--- Work to complete ---
Put every line of the data below into a Markdown table with two columns, Row and Line. Number each line in Row and leave out blank lines.

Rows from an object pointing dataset
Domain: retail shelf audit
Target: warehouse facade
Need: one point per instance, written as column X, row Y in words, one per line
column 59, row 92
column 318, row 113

--- Output for this exercise ---
| Row | Line |
|---|---|
| 1 | Domain: retail shelf audit |
| 2 | Target: warehouse facade |
| 3 | Need: one point per instance, written as column X, row Y in words, one per line |
| 4 | column 59, row 92 |
| 5 | column 318, row 113 |